# [Exercice court 1]
Renvoyez sans aucune modification les lignes des enregistrements, du début de ceux-ci jusqu'à la ligne contenant « [168,154,213,166] », les deux extrémités comprises. N'incluez pas les images dans votre réponse.

# [Document source]
Dans la scène finale, on dirait que William trouve une sorte de paix par son ré-emprisonnement et sa renonciation. La prison est le lieu qui lui correspond, le seul à partir duquel il peut entrer en relation avec La Linda, mais à travers une vitre, sans la toucher. La citation ultime de la scène de la chapelle Sixtine5 où Dieu tend un doigt vers l’homme, sans le toucher, témoigne de la seule relation qui puisse s’instaurer entre eux : une alliance dissymétrique entre deux parties entre lesquelles la communication est impossible. Le tortionnaire est comme un Dieu impuissant. N’appartenant plus au même monde que les humains, il ne peut pas commercer avec eux.

# [Enregistrements affichés]

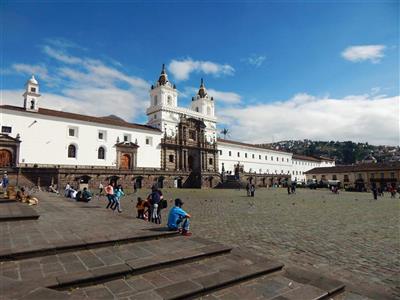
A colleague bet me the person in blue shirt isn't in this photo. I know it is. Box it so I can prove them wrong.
[168,198,192,236]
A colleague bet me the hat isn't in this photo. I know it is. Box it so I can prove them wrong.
[175,198,183,207]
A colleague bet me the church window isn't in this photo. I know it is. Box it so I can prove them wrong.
[124,133,131,143]
[189,130,196,141]
[68,127,78,137]
[97,130,107,141]
[68,144,76,158]
[146,136,153,146]
[97,147,106,159]
[1,126,12,133]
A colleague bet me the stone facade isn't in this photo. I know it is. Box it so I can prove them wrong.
[306,162,400,190]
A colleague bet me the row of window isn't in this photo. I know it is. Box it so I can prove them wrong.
[219,150,289,162]
[67,144,106,159]
[67,126,153,145]
[168,154,213,166]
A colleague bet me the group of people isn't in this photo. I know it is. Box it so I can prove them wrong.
[101,182,125,213]
[136,186,192,236]
[64,182,192,236]
[287,181,297,195]
[63,183,92,202]
[246,183,256,197]
[136,186,167,224]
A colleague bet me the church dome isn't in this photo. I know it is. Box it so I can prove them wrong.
[197,78,207,98]
[29,75,38,84]
[158,64,168,85]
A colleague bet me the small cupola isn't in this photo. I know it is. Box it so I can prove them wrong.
[197,78,207,98]
[158,64,168,85]
[23,75,40,112]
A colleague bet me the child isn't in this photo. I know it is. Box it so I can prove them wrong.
[136,197,144,219]
[112,184,125,213]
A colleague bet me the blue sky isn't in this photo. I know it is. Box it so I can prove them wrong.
[0,1,399,144]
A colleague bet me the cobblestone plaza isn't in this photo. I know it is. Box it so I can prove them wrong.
[152,189,400,295]
[0,188,400,300]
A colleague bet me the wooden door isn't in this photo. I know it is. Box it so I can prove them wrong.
[0,149,12,168]
[120,154,131,170]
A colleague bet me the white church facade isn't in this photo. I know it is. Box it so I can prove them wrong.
[0,66,334,186]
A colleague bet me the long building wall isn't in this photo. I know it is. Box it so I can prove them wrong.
[0,109,161,168]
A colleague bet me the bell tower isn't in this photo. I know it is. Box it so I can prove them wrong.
[147,64,178,131]
[23,75,40,112]
[192,78,214,117]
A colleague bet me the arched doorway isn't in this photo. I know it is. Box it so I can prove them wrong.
[0,149,12,168]
[157,176,164,189]
[135,176,143,189]
[188,155,194,171]
[120,154,131,170]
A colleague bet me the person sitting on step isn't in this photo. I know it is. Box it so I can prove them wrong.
[168,198,192,236]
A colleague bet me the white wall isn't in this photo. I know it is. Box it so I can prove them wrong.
[218,141,292,174]
[0,109,161,168]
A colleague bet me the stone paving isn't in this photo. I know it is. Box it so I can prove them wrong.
[0,189,400,299]
[148,188,400,298]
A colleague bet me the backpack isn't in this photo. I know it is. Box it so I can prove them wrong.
[160,199,168,209]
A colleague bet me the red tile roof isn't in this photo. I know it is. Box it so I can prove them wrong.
[304,161,400,174]
[0,105,161,132]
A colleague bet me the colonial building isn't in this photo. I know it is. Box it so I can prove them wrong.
[0,65,334,187]
[305,162,400,191]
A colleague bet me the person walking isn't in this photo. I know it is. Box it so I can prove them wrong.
[250,184,256,197]
[149,186,161,224]
[371,183,378,200]
[111,184,125,213]
[168,198,192,236]
[133,180,137,194]
[99,182,104,198]
[105,182,115,208]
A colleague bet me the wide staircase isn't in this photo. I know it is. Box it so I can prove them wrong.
[0,227,367,300]
[215,175,246,189]
[0,193,389,300]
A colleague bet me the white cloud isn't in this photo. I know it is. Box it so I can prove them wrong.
[168,58,235,80]
[2,43,150,121]
[342,45,386,63]
[11,64,49,80]
[217,94,400,145]
[179,86,242,104]
[244,54,267,68]
[207,89,242,104]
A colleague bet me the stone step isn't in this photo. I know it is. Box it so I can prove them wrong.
[0,230,178,262]
[52,243,232,290]
[0,200,40,222]
[65,249,283,299]
[204,268,344,300]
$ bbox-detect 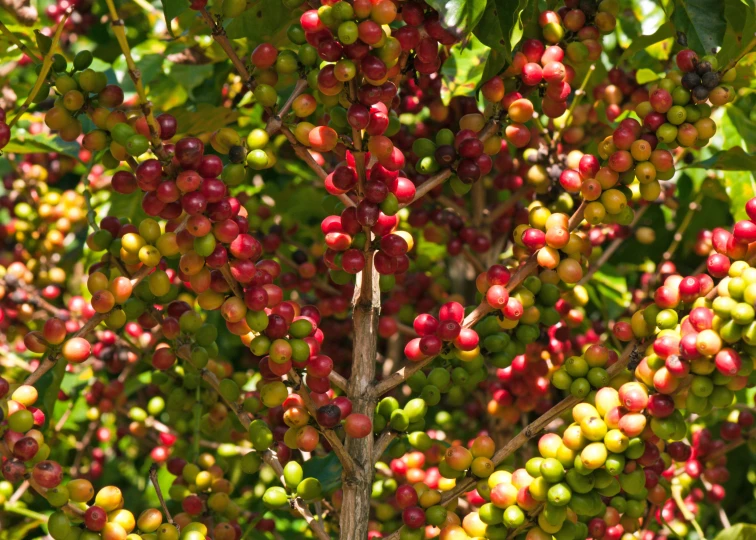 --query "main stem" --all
[340,152,381,540]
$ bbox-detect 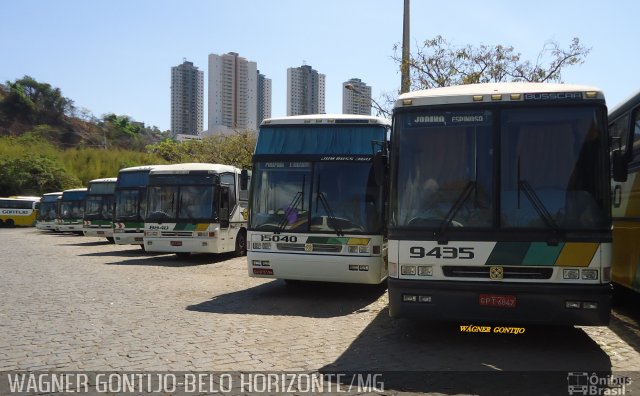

# [Exercice court 2]
Reprenez le passage du document source compris entre « Dans la scène » et « commercer avec eux. » inclus, en le mettant à jour : remplacez « tortionnaire » par « bourreau ».

# [Résultat 1]
A colleague bet me the person in blue shirt isn't in this photo. I know it is. Box it so I can prove them wrong.
[168,198,192,236]
A colleague bet me the hat isn't in this photo. I know it is. Box it so I can prove them wrong.
[175,198,183,207]
A colleague bet me the church window isn't in this photo. I know it is. Box it so I can prove them wrong.
[124,133,131,143]
[189,130,196,141]
[68,127,78,137]
[97,130,107,141]
[68,144,76,158]
[146,136,153,146]
[97,147,106,159]
[1,126,12,133]
A colleague bet me the stone facade isn't in this photo. I know it is. Box it so I can prove them wrong.
[306,162,400,190]
A colleague bet me the row of window isn't in this photo. I know it is. Box it so I can prove them wrong.
[219,150,289,162]
[67,144,106,159]
[67,126,153,145]
[168,154,213,166]

# [Résultat 2]
Dans la scène finale, on dirait que William trouve une sorte de paix par son ré-emprisonnement et sa renonciation. La prison est le lieu qui lui correspond, le seul à partir duquel il peut entrer en relation avec La Linda, mais à travers une vitre, sans la toucher. La citation ultime de la scène de la chapelle Sixtine5 où Dieu tend un doigt vers l’homme, sans le toucher, témoigne de la seule relation qui puisse s’instaurer entre eux : une alliance dissymétrique entre deux parties entre lesquelles la communication est impossible. Le bourreau est comme un Dieu impuissant. N’appartenant plus au même monde que les humains, il ne peut pas commercer avec eux.